Set problem ▸ Could you give the stretch of the clustering text from "Heiarchial Methods produce" through "library(datasets)" again, swapping every "k-means" for "k-medoids"?

At times, clustering can get subjective. Our goal is to use quantitative model evaluation to see if we’re doing things correct.

There are so many clustering techniques, sometimes we get confused on which ones to use. If we are to be try to be mutually exclusive about our techniques, we may separate them into 3 groups: Partitional methods, heiarchial methods, and symbolic methods.


Partitional methods produce a single partition or clustering of the data elements. Some examples include k-means, PAM, CLARA, CLARANS, etc.. Each methodology created for their uniquity in computing time, efficiency, or performance.

Heiarchial Methods produce a series of nested partitions, each of which represent a possible clustering of the data elements. heiarchial methods can work in an agglomerative (large clusters split) or divisive (small clusters grouped) way. The product is usually described in terms of dendograms. Methods include: BSP, HAC, etc.

Symbolic methods produce various algorithms. Many times the data is not in an oval cluster (heterogeneous) or we are seeking for partial clusters. In these cases we may use techniques such as: Density-based clustering and query based algorithms.


For this post, we will explore 3 different clustering methods that fit in those criterion:

  • k-means
  • heiarchial
  • density based scanning.

Let’s begin with k-means.

library(datasets)
library(stats)

Supplied material ▸
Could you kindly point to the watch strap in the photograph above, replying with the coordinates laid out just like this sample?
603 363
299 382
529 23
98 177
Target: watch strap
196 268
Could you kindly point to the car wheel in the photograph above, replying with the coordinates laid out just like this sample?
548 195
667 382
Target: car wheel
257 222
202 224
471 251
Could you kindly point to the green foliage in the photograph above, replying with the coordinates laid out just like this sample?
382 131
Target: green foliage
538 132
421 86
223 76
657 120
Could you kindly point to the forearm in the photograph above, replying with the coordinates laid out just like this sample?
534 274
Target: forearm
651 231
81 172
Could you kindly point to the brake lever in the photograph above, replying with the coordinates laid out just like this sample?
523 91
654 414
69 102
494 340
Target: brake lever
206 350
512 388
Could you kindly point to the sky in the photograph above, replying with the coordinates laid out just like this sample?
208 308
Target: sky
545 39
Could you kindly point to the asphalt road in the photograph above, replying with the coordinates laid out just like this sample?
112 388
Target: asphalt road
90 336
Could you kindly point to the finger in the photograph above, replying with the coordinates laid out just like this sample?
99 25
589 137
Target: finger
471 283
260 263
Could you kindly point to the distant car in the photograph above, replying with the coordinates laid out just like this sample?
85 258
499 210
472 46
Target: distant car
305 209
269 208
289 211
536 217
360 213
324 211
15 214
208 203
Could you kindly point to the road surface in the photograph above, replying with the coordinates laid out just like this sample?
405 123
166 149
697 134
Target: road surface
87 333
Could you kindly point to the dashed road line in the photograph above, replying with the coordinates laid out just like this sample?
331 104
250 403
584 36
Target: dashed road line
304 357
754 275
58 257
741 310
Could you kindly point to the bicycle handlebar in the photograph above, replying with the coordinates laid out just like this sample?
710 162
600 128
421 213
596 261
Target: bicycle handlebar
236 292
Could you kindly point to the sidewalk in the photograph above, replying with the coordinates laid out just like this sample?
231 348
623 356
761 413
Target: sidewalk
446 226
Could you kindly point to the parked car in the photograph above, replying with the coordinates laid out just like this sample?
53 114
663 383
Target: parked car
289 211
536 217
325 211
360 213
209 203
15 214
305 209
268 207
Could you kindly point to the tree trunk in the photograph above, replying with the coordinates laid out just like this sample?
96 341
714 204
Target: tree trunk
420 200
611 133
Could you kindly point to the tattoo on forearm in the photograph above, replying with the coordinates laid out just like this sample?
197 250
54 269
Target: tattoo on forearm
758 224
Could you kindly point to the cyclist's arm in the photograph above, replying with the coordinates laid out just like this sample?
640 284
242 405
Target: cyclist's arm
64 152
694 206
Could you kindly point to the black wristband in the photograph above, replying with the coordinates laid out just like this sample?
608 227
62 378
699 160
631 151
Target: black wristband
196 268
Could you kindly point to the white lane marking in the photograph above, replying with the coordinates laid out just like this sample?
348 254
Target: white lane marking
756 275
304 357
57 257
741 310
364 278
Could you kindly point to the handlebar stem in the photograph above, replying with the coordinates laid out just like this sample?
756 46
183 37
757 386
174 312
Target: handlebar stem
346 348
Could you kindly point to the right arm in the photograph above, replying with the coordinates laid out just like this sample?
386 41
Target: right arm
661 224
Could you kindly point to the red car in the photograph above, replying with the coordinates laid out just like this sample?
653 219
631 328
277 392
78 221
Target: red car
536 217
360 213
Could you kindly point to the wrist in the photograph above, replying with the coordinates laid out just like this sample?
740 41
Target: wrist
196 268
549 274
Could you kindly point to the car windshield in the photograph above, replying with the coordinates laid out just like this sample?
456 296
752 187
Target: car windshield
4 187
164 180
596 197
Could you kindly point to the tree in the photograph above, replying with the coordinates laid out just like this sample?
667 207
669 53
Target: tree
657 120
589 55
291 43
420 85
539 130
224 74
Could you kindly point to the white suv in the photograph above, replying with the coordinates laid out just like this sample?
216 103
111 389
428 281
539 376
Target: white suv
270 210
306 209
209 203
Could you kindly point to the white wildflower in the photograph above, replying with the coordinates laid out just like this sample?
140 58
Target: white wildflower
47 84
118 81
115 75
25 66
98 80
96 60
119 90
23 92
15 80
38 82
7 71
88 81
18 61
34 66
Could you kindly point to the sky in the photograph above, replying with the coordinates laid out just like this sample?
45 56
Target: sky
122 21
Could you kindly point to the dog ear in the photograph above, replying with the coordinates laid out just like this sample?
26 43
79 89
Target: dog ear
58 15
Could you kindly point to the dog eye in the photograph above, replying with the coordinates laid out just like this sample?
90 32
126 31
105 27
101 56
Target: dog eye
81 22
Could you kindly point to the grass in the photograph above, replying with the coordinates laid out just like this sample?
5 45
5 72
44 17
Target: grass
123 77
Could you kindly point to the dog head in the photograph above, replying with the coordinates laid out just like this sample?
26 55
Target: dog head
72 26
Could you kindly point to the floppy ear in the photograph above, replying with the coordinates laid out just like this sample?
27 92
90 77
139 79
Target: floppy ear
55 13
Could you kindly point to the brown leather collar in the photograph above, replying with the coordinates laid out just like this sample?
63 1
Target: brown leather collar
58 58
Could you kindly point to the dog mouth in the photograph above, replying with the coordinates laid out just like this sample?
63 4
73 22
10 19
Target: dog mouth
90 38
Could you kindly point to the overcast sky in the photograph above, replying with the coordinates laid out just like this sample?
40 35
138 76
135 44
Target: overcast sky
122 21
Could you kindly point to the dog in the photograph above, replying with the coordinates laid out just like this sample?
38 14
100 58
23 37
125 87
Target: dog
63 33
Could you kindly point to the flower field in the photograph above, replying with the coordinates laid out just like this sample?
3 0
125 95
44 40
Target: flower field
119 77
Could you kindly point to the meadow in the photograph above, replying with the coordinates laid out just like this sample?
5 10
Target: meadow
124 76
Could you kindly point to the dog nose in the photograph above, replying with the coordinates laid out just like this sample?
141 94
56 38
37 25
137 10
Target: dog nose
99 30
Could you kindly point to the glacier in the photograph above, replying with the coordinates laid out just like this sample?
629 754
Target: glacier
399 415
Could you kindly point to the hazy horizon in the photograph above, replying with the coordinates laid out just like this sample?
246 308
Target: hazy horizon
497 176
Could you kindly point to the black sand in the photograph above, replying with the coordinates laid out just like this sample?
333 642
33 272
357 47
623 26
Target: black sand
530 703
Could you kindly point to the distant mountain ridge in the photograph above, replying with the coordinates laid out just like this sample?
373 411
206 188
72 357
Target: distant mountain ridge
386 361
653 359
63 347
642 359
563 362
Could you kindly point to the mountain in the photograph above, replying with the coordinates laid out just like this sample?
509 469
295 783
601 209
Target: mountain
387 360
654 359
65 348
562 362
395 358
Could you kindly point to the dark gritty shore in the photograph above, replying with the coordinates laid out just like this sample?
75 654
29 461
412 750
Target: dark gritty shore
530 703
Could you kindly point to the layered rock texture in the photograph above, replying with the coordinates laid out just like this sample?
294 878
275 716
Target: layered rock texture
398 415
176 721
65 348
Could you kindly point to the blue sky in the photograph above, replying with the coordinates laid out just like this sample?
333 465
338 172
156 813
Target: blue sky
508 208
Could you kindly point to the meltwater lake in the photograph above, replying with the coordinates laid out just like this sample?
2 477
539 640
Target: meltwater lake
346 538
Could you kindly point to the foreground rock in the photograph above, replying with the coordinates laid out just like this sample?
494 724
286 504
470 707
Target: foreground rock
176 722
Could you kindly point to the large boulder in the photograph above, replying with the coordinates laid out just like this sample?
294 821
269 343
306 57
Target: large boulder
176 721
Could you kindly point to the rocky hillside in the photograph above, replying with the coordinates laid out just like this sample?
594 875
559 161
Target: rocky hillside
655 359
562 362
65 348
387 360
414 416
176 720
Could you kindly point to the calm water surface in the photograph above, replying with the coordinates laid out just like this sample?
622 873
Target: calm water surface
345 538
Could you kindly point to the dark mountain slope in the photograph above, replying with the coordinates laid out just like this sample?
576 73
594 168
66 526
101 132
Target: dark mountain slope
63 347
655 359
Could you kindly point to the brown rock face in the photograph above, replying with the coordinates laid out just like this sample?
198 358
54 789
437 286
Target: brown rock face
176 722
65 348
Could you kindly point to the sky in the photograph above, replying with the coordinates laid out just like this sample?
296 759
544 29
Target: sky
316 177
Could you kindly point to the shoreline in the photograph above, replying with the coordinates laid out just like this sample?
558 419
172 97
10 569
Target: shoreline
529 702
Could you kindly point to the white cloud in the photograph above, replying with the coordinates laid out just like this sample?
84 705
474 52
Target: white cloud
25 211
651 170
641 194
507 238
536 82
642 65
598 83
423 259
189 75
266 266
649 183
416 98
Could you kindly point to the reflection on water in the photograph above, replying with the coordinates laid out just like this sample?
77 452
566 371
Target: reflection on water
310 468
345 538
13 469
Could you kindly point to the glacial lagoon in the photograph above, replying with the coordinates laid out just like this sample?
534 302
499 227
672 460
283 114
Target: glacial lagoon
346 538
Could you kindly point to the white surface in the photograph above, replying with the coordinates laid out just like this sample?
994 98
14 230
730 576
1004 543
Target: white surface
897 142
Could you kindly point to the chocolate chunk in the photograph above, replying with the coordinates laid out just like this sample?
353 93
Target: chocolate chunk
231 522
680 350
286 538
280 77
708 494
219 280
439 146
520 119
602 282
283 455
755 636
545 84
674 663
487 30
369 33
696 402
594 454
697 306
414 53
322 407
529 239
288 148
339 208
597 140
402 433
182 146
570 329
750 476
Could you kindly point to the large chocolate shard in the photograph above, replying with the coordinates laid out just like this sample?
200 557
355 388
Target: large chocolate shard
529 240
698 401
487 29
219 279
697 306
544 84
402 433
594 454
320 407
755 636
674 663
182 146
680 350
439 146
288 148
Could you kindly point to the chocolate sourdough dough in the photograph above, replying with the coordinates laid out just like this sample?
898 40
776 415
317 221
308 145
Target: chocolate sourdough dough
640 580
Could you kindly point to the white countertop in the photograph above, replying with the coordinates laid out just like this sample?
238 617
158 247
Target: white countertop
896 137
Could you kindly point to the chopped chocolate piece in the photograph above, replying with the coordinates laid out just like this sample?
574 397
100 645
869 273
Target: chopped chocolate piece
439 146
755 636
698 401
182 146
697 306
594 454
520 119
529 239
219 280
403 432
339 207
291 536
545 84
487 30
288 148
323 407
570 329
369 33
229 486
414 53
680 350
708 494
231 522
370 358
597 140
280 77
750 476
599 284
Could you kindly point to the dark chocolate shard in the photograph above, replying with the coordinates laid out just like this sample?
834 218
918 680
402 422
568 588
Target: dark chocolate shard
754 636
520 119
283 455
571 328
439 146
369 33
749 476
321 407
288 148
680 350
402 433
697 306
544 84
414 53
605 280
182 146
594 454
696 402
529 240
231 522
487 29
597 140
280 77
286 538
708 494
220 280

Task result ▸
Heiarchial Methods produce a series of nested partitions, each of which represent a possible clustering of the data elements. heiarchial methods can work in an agglomerative (large clusters split) or divisive (small clusters grouped) way. The product is usually described in terms of dendograms. Methods include: BSP, HAC, etc.

Symbolic methods produce various algorithms. Many times the data is not in an oval cluster (heterogeneous) or we are seeking for partial clusters. In these cases we may use techniques such as: Density-based clustering and query based algorithms.


For this post, we will explore 3 different clustering methods that fit in those criterion:

  • k-medoids
  • heiarchial
  • density based scanning.

Let’s begin with k-medoids.

library(datasets)